== Material supplied

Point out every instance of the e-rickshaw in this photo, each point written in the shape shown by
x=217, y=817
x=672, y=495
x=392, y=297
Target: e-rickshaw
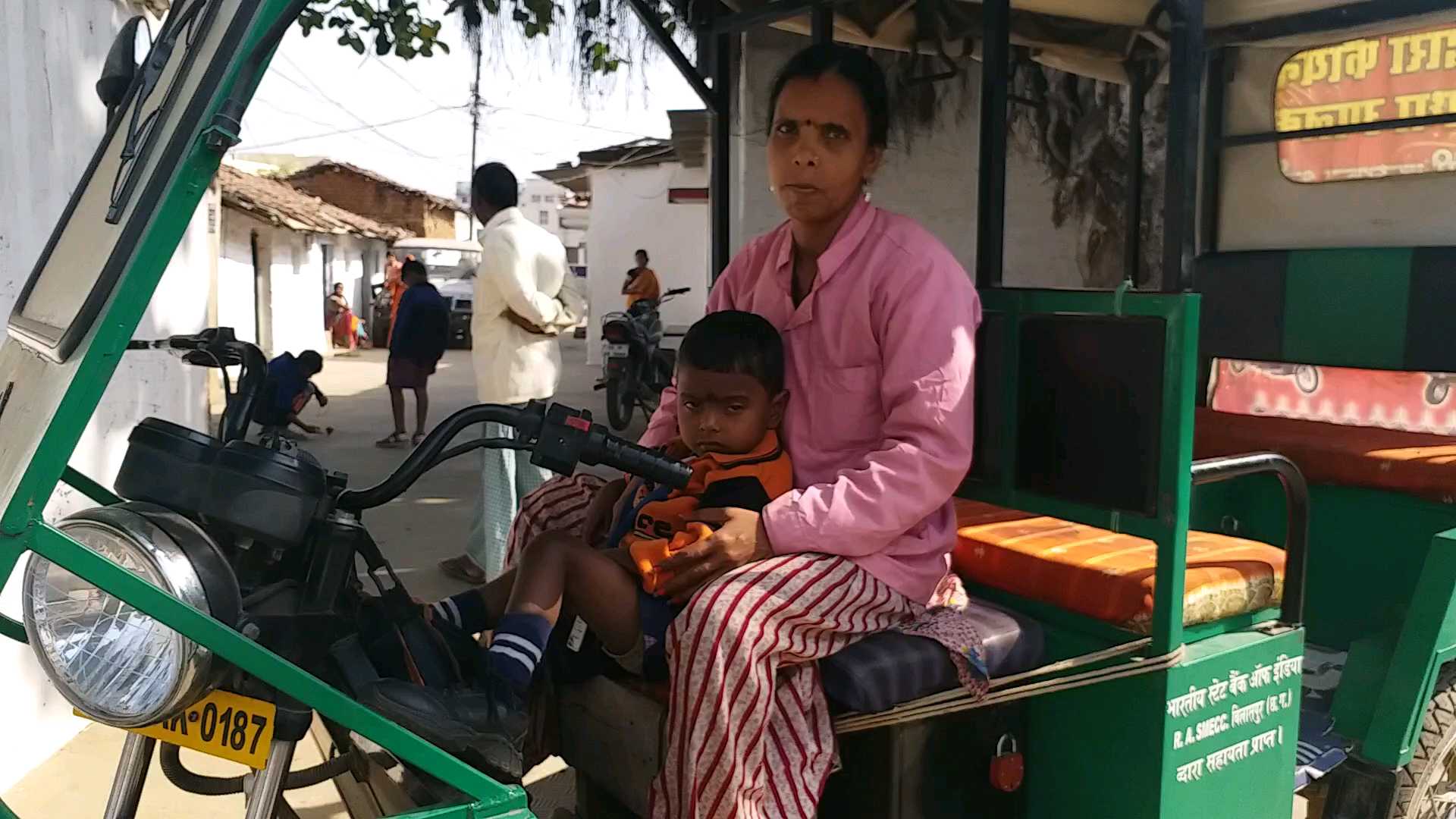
x=210, y=598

====

Please write out all the entries above again exactly as they appear, skipping any images.

Point out every instance of the e-rickshaw in this photo, each point written in the shape shown by
x=217, y=817
x=672, y=495
x=392, y=297
Target: e-rickshaw
x=210, y=598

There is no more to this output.